The task | In the forum thread, what error did the server hit after running for a few minutes?

Source extract |
********************

Oh, we're still at the custom branch stage! I thought Qwen3-Next-80B already paved the way. Thanks for the tip!

The telemetry setting on by default is giving me trust issues with all these tools...

hrm, that would be like ~5.3BPW so a little larger than an IQ4_K but smaller than the IQ5_K...

Yeah, Qwen3-Next only landed in ik a couple days ago due to challenges with Gated Delta Net handling it is a more complex arch.

And Qwen3-Next did pave the way for Qwen35MoE, but that way still has some bumps haha...

Interestingly my Qwen3.5 MoE quant seems to be working now on ik_llama.cpp, but the smaller Qwen3-Coder-Next is what threw that error for me above.

The telemetry setting on by default is giving me trust issues with all these tools...

RIGHT?!... I only realized that this morning, and found some config to attempt to disable some of it at least.. haha

I learned about it in general from this post: https://www.reddit.com/r/LocalLLaMA/comments/1rar6md/qwen_code_a_powerful_opensource_coding_agent_no/

Seems to be vibe coding okay with the above opencode.json running ik_llama.cpp on PR https://github.com/ikawrakow/ik_llama.cpp/pull/1296 . No mmproj support on ik yet for this model, and I'm not sure the best way to configure prompt cache stuff here yet either.

model=/mnt/raid/models/ubergarm/Qwen3.5-397B-A17B-GGUF/Qwen3.5-397B-A17B-Q3_K-00001-of-00005.gguf

./build/bin/llama-server \
    --model "$model"\
    --alias ubergarm/Qwen3.5-392B-A17B \
    --ctx-size 163840 \
    -ger \
    --merge-qkv \
    -sm layer \
    -ngl 999 \
    -ot "blk\.(0|1|2|3|4|5|6|7|8|9|10)\.ffn_(gate|up|down)_exps.*=CUDA0" \
    -ot "blk\.(49|50|51|52|53|54|55|56|57|58|59)\.ffn_(gate|up|down)_exps.*=CUDA1" \
    -ub 4096 -b 4096 \
    --cpu-moe \
    --threads 24 \
    --host 127.0.0.1 \
    --port 8080 \
    --parallel 1 \
    --no-mmap \
    --jinja \
    --cache-ram 65536 \
    --prompt-cache-all

Though I did have it OOM CUDA error: out of memory after running a few minutes, so backed off extra layer offload a little.

********************

Entries from an annotation dataset
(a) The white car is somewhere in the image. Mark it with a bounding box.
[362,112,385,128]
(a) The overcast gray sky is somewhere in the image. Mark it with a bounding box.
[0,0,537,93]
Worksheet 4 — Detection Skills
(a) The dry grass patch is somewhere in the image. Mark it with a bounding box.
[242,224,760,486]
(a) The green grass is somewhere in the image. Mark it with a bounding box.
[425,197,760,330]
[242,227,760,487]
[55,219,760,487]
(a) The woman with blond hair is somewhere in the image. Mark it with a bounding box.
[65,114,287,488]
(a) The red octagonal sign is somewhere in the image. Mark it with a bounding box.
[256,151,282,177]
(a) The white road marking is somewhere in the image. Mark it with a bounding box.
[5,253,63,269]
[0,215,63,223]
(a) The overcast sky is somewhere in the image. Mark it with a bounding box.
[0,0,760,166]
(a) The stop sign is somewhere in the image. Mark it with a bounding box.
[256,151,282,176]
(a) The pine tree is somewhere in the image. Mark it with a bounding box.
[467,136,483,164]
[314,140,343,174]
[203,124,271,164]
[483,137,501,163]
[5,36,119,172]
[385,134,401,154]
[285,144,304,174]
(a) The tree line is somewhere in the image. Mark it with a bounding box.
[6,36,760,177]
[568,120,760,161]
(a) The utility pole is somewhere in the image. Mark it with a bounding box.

********************

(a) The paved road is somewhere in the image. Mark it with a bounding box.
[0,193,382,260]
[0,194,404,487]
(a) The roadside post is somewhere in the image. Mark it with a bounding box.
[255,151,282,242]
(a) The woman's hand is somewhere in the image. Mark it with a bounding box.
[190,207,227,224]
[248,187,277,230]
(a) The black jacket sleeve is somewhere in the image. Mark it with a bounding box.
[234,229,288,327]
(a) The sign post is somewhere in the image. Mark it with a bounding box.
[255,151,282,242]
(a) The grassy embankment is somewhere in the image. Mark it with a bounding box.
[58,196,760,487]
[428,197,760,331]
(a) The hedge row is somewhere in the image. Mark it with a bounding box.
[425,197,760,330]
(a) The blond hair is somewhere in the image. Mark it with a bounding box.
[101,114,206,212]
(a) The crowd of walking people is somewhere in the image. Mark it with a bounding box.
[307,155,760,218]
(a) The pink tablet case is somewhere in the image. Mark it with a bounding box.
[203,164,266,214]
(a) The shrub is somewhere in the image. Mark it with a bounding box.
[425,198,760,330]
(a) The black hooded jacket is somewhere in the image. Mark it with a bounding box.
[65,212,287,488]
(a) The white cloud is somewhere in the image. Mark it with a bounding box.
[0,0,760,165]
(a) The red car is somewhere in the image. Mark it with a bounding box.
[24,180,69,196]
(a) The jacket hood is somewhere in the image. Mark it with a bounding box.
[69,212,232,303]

********************

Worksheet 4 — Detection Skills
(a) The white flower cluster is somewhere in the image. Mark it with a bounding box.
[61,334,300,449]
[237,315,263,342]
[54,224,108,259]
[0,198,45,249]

********************

Reply | It ran out of memory with a CUDA out-of-memory (OOM) error.